Goal of the exercise » Identify every line in the saved entries below that contains the string "harness" and copy each one in full. Case counts.

======== Dataset entries ========

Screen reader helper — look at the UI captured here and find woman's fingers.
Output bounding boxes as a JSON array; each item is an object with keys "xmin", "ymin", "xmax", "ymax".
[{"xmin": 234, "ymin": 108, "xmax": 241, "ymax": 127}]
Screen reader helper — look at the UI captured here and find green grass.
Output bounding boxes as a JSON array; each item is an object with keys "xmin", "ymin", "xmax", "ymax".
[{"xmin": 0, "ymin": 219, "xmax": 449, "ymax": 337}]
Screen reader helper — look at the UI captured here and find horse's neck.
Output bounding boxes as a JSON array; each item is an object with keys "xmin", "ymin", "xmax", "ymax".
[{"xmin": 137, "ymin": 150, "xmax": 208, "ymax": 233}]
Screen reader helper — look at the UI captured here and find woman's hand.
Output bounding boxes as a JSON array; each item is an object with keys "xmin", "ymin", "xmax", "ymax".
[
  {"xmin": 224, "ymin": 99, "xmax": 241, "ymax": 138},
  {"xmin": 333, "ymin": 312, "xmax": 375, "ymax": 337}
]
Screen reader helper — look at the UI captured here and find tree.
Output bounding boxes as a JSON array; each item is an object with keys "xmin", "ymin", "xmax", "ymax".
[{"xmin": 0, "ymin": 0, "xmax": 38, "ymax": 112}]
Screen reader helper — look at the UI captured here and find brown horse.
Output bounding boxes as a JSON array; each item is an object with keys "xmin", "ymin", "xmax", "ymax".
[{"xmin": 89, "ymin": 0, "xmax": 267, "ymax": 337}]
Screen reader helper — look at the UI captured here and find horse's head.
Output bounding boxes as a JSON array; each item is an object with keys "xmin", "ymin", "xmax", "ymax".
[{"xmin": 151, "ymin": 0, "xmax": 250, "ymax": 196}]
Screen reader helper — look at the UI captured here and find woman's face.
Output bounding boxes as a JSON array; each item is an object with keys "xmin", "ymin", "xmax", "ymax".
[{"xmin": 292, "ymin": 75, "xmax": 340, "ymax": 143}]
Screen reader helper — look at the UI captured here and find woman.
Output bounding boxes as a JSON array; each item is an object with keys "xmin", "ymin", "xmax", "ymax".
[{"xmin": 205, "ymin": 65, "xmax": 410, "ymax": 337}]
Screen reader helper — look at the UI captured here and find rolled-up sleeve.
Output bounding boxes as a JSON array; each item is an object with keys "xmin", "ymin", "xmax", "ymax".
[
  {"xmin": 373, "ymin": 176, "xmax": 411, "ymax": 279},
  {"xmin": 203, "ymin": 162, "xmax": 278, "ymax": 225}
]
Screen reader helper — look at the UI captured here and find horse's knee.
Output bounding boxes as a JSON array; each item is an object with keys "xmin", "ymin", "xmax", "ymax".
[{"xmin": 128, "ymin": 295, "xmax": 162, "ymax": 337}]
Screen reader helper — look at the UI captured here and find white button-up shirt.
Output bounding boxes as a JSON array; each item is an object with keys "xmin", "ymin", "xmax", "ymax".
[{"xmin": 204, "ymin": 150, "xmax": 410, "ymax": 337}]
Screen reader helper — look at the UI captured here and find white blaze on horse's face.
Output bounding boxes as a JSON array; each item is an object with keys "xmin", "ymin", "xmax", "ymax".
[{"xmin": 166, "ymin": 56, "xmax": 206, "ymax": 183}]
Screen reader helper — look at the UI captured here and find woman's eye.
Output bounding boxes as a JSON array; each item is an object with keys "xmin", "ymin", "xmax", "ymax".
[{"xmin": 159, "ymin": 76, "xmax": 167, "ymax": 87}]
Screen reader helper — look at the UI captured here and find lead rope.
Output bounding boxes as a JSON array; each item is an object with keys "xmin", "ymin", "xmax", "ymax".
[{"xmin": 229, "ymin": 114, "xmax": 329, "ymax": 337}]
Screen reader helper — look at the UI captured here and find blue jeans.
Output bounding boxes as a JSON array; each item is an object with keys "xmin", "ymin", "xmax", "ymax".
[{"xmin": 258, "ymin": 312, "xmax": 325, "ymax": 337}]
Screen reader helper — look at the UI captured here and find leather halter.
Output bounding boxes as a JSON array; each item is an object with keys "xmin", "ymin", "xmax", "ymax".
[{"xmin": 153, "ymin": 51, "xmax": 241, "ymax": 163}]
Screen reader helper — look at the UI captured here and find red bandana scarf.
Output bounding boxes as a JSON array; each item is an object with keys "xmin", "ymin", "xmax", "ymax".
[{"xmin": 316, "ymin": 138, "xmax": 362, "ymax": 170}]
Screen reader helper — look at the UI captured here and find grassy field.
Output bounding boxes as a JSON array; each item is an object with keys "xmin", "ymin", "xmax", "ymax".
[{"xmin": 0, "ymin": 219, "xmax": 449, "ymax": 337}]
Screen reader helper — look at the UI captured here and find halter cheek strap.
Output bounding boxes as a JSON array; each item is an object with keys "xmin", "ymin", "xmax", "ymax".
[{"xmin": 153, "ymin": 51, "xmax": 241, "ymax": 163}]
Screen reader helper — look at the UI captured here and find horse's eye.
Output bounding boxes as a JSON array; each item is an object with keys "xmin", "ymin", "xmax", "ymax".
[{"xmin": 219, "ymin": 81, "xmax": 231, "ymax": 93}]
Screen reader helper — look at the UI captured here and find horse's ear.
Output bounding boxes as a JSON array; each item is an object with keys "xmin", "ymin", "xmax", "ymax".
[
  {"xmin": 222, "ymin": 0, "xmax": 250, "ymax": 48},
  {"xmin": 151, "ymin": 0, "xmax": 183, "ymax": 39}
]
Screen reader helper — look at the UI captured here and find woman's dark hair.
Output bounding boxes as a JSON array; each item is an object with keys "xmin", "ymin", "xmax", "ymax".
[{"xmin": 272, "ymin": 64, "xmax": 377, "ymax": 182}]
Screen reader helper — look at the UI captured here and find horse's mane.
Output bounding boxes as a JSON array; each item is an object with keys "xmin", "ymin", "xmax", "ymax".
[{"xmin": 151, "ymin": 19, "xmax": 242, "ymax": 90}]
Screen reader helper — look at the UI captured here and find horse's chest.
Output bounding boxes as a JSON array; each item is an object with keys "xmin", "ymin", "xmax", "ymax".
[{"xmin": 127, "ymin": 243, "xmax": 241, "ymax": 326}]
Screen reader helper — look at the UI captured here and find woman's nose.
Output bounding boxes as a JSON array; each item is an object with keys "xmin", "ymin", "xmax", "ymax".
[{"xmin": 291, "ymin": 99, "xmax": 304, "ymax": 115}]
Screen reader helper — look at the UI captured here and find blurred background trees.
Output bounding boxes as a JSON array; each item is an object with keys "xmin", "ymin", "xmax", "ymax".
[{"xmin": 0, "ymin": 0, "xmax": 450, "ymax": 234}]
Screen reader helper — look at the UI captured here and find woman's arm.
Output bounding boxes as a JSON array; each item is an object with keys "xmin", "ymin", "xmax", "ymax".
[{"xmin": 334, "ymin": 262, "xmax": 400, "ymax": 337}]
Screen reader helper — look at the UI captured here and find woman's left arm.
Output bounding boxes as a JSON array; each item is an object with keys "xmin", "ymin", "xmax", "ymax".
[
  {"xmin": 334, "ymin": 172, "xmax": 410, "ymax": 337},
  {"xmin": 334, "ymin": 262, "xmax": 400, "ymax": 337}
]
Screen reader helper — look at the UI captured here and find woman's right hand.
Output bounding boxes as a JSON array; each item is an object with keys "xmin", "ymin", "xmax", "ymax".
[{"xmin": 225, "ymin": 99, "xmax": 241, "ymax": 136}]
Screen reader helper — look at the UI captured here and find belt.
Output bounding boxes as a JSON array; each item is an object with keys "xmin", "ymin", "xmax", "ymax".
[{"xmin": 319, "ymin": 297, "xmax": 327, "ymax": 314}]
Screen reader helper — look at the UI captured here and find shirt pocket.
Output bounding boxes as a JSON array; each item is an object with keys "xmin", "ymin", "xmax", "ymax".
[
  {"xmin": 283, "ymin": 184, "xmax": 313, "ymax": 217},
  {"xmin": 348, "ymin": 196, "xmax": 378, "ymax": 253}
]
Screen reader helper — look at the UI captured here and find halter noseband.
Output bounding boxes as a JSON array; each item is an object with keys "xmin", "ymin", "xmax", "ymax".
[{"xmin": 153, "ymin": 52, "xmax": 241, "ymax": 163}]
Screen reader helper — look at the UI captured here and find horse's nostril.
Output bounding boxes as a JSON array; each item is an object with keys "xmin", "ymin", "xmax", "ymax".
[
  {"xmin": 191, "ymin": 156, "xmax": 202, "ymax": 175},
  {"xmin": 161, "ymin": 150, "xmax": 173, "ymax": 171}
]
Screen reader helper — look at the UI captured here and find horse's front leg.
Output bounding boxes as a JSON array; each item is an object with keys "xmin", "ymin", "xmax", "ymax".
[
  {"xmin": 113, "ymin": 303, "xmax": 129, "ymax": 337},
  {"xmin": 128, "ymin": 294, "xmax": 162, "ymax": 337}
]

========
======== Dataset entries ========

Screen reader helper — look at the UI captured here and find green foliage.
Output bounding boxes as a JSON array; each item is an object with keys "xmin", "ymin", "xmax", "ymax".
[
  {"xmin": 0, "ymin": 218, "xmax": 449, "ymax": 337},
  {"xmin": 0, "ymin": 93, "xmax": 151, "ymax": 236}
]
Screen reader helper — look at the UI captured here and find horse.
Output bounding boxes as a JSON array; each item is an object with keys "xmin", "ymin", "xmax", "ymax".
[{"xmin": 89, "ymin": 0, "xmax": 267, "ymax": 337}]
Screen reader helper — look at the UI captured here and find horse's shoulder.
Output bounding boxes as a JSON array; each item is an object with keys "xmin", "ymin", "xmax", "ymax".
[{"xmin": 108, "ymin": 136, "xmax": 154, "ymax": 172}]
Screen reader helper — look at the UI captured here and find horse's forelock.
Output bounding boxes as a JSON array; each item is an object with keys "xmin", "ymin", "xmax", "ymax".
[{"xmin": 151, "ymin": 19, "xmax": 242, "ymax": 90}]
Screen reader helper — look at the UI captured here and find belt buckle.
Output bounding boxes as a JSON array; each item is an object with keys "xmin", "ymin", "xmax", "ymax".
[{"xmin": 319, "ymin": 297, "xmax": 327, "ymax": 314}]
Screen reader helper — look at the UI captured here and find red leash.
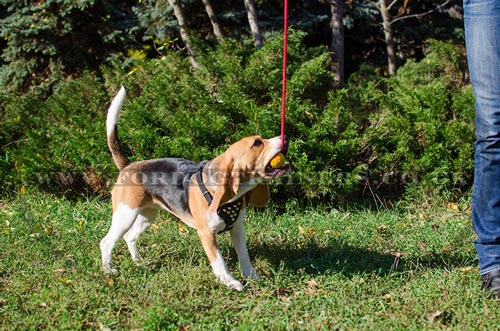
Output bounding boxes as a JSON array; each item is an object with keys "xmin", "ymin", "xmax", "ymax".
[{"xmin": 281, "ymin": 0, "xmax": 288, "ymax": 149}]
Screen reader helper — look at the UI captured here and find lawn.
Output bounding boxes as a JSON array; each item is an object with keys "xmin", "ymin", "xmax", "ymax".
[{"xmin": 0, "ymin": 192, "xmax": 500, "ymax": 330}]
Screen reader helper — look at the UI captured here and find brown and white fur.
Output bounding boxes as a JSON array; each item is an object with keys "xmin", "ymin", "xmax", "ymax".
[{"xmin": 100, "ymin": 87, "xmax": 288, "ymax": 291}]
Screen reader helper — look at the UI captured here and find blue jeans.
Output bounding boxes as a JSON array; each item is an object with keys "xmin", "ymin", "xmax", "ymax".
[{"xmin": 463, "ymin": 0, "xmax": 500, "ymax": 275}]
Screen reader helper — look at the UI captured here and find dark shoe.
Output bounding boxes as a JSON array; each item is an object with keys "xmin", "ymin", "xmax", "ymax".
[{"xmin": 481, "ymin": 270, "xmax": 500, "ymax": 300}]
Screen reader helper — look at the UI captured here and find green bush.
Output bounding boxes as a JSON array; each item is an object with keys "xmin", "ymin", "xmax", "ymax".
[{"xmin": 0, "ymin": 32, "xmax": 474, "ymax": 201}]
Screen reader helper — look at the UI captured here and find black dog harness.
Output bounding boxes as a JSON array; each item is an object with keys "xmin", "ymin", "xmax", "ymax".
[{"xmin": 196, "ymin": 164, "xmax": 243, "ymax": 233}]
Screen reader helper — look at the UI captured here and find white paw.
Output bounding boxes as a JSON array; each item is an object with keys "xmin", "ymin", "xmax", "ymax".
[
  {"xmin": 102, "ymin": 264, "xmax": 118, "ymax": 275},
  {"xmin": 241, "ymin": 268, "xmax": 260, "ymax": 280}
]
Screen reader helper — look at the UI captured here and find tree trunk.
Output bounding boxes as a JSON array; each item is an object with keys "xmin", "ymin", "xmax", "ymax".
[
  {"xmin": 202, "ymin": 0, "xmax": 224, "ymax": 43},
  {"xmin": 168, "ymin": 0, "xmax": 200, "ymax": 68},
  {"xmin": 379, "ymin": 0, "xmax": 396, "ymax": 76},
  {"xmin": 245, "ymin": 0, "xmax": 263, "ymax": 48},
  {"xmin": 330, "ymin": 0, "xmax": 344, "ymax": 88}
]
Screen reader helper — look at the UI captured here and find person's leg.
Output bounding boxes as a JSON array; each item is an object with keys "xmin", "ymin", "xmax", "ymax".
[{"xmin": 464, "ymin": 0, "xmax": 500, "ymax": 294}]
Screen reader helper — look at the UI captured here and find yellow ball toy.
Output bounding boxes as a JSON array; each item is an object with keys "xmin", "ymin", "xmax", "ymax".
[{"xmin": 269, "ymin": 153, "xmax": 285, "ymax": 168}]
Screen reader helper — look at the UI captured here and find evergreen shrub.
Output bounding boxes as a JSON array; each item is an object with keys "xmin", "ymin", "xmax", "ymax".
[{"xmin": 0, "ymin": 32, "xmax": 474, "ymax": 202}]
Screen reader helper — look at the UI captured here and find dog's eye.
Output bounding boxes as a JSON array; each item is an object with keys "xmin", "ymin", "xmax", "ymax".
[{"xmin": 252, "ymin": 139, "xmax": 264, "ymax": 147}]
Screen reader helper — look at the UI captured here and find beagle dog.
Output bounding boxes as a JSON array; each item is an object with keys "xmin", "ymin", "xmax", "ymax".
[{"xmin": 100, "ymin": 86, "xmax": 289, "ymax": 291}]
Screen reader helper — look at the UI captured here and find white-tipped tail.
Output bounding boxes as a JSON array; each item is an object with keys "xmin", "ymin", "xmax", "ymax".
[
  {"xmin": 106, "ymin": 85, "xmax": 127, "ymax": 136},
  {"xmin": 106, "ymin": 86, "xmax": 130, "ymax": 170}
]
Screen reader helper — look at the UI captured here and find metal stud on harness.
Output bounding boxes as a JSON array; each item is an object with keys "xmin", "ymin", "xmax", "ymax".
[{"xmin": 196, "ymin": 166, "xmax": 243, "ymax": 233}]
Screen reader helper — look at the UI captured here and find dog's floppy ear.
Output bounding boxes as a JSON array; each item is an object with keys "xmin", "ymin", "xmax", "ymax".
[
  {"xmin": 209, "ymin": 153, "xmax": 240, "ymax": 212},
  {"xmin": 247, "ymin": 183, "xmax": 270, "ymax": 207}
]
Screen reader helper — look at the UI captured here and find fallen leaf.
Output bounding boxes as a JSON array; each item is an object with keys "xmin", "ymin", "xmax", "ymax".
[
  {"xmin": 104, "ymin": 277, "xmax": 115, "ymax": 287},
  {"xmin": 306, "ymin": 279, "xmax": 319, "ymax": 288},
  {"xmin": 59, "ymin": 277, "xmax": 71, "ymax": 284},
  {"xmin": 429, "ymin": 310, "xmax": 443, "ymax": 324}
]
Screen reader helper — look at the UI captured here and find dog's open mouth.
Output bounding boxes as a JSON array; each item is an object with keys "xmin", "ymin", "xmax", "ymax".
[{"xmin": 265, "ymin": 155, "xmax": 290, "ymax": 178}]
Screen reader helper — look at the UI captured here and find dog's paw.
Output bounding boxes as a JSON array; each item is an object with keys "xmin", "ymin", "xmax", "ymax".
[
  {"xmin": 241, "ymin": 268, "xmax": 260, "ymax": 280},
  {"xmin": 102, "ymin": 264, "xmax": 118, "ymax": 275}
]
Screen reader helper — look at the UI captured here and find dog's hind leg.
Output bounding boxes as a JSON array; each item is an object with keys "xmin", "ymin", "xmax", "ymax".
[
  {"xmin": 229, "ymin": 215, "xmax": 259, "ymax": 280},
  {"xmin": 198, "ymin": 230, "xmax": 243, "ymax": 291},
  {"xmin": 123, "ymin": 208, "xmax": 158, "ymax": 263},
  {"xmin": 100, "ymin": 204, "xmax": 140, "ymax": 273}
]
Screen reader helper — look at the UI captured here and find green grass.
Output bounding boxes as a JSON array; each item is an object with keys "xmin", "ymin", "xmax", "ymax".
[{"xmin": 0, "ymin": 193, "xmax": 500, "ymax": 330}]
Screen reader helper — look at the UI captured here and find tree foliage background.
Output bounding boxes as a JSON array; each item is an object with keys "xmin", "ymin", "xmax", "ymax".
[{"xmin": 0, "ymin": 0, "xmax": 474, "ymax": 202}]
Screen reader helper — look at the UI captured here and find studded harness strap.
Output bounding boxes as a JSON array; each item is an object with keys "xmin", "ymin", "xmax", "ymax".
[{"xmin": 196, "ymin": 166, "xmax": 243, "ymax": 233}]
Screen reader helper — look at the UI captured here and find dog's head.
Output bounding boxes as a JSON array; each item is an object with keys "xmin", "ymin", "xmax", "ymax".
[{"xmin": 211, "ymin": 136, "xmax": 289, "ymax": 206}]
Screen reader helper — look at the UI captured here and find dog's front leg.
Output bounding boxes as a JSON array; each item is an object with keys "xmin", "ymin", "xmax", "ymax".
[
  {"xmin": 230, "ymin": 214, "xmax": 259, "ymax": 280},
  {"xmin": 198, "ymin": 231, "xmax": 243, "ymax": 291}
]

========
======== Dataset entries ========

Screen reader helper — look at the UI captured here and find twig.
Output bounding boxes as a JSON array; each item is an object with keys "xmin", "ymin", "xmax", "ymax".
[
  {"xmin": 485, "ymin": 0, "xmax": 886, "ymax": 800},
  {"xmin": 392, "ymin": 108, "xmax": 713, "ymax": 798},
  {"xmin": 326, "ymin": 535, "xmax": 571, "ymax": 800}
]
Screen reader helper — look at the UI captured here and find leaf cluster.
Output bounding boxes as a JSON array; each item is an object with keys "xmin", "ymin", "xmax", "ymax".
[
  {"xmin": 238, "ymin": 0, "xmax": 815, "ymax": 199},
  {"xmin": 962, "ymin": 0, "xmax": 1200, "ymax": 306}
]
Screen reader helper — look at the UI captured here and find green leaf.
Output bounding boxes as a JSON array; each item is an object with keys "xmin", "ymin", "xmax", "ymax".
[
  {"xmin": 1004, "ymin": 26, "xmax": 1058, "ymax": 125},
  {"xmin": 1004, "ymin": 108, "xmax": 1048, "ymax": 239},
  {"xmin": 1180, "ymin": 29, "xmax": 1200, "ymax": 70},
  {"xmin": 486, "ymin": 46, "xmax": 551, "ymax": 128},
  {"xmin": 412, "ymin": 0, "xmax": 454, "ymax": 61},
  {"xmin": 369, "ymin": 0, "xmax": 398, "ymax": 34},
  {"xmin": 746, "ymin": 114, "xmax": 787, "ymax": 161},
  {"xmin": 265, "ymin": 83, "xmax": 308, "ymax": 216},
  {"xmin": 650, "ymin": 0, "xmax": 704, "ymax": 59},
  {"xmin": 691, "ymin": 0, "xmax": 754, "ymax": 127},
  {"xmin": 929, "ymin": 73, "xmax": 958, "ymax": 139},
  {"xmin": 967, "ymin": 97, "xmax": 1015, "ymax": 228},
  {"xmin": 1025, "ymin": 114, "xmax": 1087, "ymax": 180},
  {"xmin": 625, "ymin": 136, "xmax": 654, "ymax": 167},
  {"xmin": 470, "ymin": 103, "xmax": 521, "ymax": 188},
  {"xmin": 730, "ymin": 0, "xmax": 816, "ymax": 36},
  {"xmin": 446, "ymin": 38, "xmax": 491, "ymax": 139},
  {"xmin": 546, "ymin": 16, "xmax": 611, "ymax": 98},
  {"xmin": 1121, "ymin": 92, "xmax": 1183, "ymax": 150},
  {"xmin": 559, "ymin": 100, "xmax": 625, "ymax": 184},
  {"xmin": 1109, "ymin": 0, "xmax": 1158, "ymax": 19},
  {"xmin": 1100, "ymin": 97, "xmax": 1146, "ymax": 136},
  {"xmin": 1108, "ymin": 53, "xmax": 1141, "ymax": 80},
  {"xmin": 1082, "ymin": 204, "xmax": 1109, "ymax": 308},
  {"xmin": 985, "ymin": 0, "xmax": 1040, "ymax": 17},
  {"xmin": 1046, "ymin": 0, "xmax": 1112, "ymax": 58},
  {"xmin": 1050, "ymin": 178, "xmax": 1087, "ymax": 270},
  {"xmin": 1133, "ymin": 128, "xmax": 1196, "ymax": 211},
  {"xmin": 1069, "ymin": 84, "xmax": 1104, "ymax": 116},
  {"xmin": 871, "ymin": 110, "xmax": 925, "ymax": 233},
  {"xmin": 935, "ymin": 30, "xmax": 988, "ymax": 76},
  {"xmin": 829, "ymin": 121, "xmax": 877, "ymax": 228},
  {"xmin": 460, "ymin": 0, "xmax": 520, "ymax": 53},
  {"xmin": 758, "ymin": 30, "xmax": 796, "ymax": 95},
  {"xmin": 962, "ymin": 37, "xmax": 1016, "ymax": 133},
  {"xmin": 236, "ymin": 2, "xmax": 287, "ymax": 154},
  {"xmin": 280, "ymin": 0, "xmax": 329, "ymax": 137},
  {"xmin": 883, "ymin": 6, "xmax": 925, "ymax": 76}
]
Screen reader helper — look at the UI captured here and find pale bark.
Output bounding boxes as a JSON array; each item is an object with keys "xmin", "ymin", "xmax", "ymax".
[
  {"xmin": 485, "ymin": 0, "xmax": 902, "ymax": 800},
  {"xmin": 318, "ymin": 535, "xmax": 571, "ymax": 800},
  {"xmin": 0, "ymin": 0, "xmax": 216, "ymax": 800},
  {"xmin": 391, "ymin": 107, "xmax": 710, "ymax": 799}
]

========

Exercise output »
Screen reader helper — look at the UI captured here and find black dog harness.
Screen reader helper — look at the UI captured here and find metal stud on harness.
Screen reader helper — look at the UI captured here and find studded harness strap.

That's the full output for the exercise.